## Stated exercise
Copy every item below verbatim, line by line, without changing any wording or numbers.

## Dataset content
——————————

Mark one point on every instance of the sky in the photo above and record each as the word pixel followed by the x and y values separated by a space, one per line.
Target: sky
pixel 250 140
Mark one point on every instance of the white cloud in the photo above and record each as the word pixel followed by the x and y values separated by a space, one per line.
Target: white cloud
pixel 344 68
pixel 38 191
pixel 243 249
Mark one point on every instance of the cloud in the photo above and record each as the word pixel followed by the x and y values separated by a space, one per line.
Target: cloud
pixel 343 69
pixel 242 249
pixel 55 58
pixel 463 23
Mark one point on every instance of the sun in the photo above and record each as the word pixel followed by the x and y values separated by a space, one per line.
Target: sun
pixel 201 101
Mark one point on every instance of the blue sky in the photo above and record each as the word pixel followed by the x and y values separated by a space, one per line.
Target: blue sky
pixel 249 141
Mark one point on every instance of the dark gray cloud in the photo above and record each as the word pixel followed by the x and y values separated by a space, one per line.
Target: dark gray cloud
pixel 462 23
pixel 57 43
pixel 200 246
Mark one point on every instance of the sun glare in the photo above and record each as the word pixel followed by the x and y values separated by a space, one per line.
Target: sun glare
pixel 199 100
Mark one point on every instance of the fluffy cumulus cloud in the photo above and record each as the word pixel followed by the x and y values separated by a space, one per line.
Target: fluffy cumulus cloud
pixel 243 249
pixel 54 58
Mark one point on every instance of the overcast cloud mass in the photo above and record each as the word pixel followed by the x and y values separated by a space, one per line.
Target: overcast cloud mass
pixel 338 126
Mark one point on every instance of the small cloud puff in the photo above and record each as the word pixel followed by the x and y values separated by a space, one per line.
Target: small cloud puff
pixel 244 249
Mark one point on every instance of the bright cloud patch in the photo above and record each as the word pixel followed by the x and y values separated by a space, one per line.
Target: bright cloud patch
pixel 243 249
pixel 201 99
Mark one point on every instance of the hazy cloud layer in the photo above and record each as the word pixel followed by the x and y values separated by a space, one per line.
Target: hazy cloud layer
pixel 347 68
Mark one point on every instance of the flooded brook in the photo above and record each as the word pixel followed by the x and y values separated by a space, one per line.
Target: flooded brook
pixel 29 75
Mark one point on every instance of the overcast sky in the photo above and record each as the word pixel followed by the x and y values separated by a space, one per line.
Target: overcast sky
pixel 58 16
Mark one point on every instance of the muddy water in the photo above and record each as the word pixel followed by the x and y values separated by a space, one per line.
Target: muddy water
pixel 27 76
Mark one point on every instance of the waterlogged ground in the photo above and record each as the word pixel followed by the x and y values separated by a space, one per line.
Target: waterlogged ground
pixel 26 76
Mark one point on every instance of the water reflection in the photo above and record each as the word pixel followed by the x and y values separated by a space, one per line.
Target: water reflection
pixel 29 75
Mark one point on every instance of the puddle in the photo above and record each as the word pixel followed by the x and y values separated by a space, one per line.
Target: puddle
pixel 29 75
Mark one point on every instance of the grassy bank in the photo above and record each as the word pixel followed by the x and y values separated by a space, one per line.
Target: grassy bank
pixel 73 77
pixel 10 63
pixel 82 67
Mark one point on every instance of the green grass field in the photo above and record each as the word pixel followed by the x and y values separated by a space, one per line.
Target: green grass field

——————————

## Reply to the exercise
Mark one point on every instance of the sky in the photo above and record each as the word pixel followed by the x and y values separated by a space, one per line.
Target: sky
pixel 250 140
Mark one point on every instance of the white cloud in the photo above and record each as the word pixel followed by the x and y values separated by a space, one per line.
Target: white cloud
pixel 344 68
pixel 38 191
pixel 243 249
Mark one point on every instance of the cloud in the photo above and record each as the word pixel followed by the x and y values separated by a space, one per line.
Target: cloud
pixel 343 69
pixel 242 249
pixel 55 58
pixel 463 23
Mark one point on every instance of the sun in the photo above and record each as the word pixel followed by the x and y values separated by a space, one per line.
Target: sun
pixel 201 101
Mark one point on every instance of the blue sky in the photo above and record each as the word pixel followed by the x and y values separated by a space, one per line.
Target: blue sky
pixel 249 141
Mark one point on every instance of the dark gray cloud in the photo above and record each as the word pixel followed by the x and y values separated by a space, one per line.
Target: dark gray cloud
pixel 462 23
pixel 57 43
pixel 200 246
Mark one point on every instance of the sun glare in the photo above and record each as the word pixel followed by the x and y values separated by a space, one per line.
Target: sun glare
pixel 199 100
Mark one point on every instance of the fluffy cumulus cloud in the photo above and record each as the word pixel followed by the x and y values separated by a space, one per line.
Target: fluffy cumulus cloud
pixel 243 249
pixel 54 58
Mark one point on every instance of the overcast cloud mass in the photo above and record each as the word pixel followed by the x and y values separated by a space, one per line.
Target: overcast cloud mass
pixel 338 126
Mark one point on every instance of the small cloud puff in the photo above and record each as the word pixel followed by the x and y values separated by a space, one per line.
Target: small cloud puff
pixel 244 249
Mark one point on every instance of the bright cloud patch in the photo above and record each as the word pixel followed by the x and y values separated by a space, one per line.
Target: bright cloud patch
pixel 243 249
pixel 201 99
Mark one point on every instance of the hazy cloud layer in the photo above and record each as the word pixel followed by the x and y values separated by a space, one per line.
Target: hazy cloud layer
pixel 347 68
Mark one point on every instance of the flooded brook in the photo above and record each as the word pixel followed by the x and y values separated by a space, one per line.
Target: flooded brook
pixel 29 75
Mark one point on every instance of the overcast sky in the photo above and record each as the word pixel followed by the x and y values separated by a space, one per line.
Target: overcast sky
pixel 58 16
Mark one point on every instance of the muddy water in the photo above and record each as the word pixel followed by the x and y values separated by a space, one per line.
Target: muddy water
pixel 27 76
Mark one point on every instance of the waterlogged ground in the photo above and record each as the word pixel followed by the x and y values separated by a space, one per line.
Target: waterlogged ground
pixel 26 76
Mark one point on every instance of the water reflection in the photo above and record each as the word pixel followed by the x and y values separated by a space, one per line.
Target: water reflection
pixel 29 75
Mark one point on every instance of the puddle in the photo above and record each as the word pixel followed by the x and y values separated by a space, one per line.
Target: puddle
pixel 29 75
Mark one point on every instance of the grassy bank in the photo above and record each as the word pixel followed by the x and y values separated by a space, one per line.
Target: grassy bank
pixel 73 77
pixel 10 63
pixel 82 67
Mark one point on every instance of the green grass field in the photo above and record each as the word pixel followed by the x and y values separated by a space, one per line.
Target: green grass field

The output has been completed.